▶ _The task_: Print each of the records below verbatim, line for line, without changing anything.

Excerpts from annotation records:
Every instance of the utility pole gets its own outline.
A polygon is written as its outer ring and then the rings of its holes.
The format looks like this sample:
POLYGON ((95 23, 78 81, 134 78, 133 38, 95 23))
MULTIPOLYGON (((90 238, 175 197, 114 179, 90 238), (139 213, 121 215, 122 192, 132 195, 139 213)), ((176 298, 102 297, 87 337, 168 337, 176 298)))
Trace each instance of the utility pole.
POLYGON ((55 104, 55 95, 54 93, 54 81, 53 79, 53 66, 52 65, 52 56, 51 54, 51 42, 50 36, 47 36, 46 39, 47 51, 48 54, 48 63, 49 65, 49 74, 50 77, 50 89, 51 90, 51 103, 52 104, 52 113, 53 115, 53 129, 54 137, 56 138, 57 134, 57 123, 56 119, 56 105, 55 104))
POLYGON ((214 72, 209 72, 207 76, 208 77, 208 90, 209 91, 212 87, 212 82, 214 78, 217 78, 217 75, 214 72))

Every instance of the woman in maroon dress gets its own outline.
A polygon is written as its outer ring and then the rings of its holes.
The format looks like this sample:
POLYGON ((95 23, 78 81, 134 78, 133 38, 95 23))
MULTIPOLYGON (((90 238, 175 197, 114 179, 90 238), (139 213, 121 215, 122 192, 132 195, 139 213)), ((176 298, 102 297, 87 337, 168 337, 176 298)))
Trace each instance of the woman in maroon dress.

▶ _Answer in full_:
Every instance of the utility pole gets its own outline.
A polygon is written as its outer ring and then the rings of its holes.
The format looks like this sample:
POLYGON ((95 23, 78 81, 134 78, 133 38, 95 23))
MULTIPOLYGON (((90 238, 175 197, 114 179, 90 238), (139 213, 121 215, 122 192, 132 195, 139 213)), ((176 298, 102 297, 87 337, 168 337, 176 298)))
Trace each instance of the utility pole.
POLYGON ((55 104, 55 95, 54 93, 54 81, 53 79, 53 66, 52 65, 52 56, 51 54, 51 42, 50 36, 47 36, 46 39, 47 51, 48 54, 48 63, 49 65, 49 74, 50 77, 50 89, 51 90, 51 103, 52 104, 52 113, 53 115, 53 129, 54 137, 56 138, 57 134, 57 123, 56 119, 56 105, 55 104))
POLYGON ((214 72, 209 72, 207 76, 208 77, 208 90, 209 91, 212 87, 212 82, 214 78, 217 78, 217 75, 214 72))

Every instance of the woman in maroon dress gets its own outline.
A polygon is written as its outer ring and then the rings of its holes.
The format looks like this sample:
POLYGON ((95 23, 78 81, 134 78, 133 38, 95 23))
MULTIPOLYGON (((90 238, 175 197, 114 179, 90 238), (139 213, 121 215, 122 192, 132 195, 139 213)), ((176 298, 102 297, 87 337, 168 337, 176 298)))
Trace each instance of the woman in maroon dress.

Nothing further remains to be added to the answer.